§ **What to produce**
From the entries that follow, reproduce exactly and only the lines from the line with "Task: Find the cluster" to the line with "Target: cluster of houses", endpoints included.

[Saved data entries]
-*-
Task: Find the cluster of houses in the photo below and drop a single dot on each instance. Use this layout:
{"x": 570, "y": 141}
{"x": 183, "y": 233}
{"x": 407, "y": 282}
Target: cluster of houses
-*-
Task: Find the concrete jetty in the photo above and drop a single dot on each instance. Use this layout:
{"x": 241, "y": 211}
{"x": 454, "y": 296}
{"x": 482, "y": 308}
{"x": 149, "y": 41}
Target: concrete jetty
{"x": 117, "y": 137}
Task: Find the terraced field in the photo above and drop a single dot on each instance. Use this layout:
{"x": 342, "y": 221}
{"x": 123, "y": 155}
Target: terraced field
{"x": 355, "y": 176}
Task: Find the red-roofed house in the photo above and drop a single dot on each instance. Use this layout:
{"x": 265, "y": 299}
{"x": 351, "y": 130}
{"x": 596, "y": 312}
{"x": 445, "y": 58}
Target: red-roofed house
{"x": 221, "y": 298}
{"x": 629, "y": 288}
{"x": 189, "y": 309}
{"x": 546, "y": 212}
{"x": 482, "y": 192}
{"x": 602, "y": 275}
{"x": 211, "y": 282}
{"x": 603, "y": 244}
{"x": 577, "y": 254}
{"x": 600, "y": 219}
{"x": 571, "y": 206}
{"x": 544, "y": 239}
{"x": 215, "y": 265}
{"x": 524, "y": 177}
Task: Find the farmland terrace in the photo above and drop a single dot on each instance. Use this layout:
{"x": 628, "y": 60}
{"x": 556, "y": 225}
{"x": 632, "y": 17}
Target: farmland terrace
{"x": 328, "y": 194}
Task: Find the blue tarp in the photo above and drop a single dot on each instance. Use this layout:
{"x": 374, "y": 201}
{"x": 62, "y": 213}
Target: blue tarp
-*-
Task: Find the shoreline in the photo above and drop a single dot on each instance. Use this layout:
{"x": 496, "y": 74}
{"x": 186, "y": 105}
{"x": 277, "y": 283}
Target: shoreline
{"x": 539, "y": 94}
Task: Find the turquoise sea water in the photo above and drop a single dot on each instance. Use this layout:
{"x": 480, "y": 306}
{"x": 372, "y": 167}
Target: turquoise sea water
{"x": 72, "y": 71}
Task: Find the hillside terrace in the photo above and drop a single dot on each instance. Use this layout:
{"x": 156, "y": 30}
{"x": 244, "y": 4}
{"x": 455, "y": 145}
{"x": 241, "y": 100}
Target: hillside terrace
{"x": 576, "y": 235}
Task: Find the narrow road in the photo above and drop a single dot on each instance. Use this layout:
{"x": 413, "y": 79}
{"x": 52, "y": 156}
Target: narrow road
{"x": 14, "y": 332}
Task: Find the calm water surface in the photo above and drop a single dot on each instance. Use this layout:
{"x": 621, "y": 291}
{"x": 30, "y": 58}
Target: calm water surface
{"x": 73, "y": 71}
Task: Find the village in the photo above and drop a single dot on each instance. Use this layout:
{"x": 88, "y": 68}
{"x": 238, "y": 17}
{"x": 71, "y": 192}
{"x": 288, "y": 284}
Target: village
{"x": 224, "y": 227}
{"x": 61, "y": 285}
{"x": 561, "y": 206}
-*-
§ **Exercise output**
Task: Find the cluster of houses in the photo below and drop a single dot on each instance. Use this layout:
{"x": 570, "y": 141}
{"x": 183, "y": 233}
{"x": 407, "y": 282}
Target: cluster of houses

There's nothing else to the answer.